■ Text excerpt
* BEGIN *

# Convert USB Removeable flash disk to HDD?



## Fregbind (Dec 23, 2013)

Hey guys. I want to convert an "Removeable media flash disk" to HDD so it'll work as hard disk not flash disk. I don't need it for pc as local disk I need it for Wii for games. But Wii does not load games from Removable Media as it needs fixed storage. I tried BootIt from Lexar but don't know how to use it though. Does anybody know any friendly and simple converting tool? Thanks!


----------



## spunk.funk (May 13, 2010)

> Wii does not load games from Removable Media


 If you have a Wii U you can use a USB HDD: Add more Wii U memory with an external hard drive - GamerTell | TechnologyTell


----------



## joeten (Dec 4, 2008)

Instruction for Boot it How to Make a USB Flash Drive Appear As a HDD | eHow


----------



## Fregbind (Dec 23, 2013)

Nintendo Wii (Cracked wbfs games, when I use my 500GB hdd it works, and I can play, but it does not with 32gb flash)


----------



## joeten (Dec 4, 2008)

We won't help with cracked software, we have given you some options and that is as far as we can go, since your ultimate aim is using cracked software.
See the rules please http://www.techsupportforum.com/forums/misc.php?do=sknetwork&page=rules


----------

* END *

■ Raw data
* BEGIN *

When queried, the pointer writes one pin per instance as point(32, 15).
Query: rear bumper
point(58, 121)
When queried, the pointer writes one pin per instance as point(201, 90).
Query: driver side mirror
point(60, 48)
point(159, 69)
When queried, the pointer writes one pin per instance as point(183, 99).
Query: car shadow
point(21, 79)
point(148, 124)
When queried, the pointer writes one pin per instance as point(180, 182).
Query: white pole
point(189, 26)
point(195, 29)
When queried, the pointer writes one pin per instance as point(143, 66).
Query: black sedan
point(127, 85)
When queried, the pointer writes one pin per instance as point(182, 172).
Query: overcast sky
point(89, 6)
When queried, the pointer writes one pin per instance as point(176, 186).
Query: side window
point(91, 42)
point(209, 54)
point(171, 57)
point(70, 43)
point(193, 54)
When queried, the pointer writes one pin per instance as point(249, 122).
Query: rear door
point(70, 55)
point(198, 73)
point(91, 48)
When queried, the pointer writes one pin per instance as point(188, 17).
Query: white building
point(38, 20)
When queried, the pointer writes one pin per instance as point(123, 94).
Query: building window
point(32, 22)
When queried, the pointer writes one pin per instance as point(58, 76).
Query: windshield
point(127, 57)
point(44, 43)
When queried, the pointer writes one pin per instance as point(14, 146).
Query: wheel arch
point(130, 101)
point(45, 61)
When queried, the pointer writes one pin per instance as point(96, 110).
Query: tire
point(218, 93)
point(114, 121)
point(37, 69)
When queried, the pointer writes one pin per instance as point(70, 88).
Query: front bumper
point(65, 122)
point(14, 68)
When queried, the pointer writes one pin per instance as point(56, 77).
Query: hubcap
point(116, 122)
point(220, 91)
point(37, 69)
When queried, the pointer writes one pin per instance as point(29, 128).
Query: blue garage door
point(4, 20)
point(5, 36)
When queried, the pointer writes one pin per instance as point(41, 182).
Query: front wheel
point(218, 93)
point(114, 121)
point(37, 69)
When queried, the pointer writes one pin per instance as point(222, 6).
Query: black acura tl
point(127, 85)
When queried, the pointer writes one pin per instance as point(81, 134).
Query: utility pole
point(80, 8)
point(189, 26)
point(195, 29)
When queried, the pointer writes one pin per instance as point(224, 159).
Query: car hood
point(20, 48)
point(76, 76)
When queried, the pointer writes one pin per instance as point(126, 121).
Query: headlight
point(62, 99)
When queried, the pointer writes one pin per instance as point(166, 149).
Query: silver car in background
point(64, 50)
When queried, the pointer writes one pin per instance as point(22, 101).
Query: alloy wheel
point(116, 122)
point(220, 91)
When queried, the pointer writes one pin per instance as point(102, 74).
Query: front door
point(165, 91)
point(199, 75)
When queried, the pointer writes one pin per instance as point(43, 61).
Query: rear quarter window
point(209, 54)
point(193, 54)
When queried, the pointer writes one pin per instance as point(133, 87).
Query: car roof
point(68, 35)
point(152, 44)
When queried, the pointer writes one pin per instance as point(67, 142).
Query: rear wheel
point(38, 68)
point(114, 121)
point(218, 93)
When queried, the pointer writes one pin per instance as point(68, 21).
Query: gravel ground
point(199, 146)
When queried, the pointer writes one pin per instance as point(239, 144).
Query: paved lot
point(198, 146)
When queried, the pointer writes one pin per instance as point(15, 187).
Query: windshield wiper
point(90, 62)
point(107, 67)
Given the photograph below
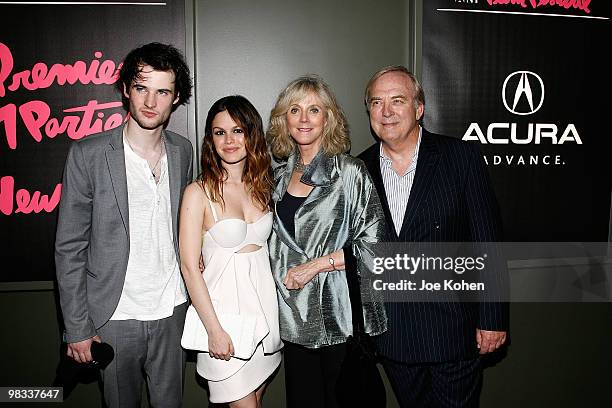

* END *

■ Job
Please copy the passage of the forum thread above from "# Convert USB" to "(May 13, 2010)" word for word.

■ Full response
# Convert USB Removeable flash disk to HDD?



## Fregbind (Dec 23, 2013)

Hey guys. I want to convert an "Removeable media flash disk" to HDD so it'll work as hard disk not flash disk. I don't need it for pc as local disk I need it for Wii for games. But Wii does not load games from Removable Media as it needs fixed storage. I tried BootIt from Lexar but don't know how to use it though. Does anybody know any friendly and simple converting tool? Thanks!


----------



## spunk.funk (May 13, 2010)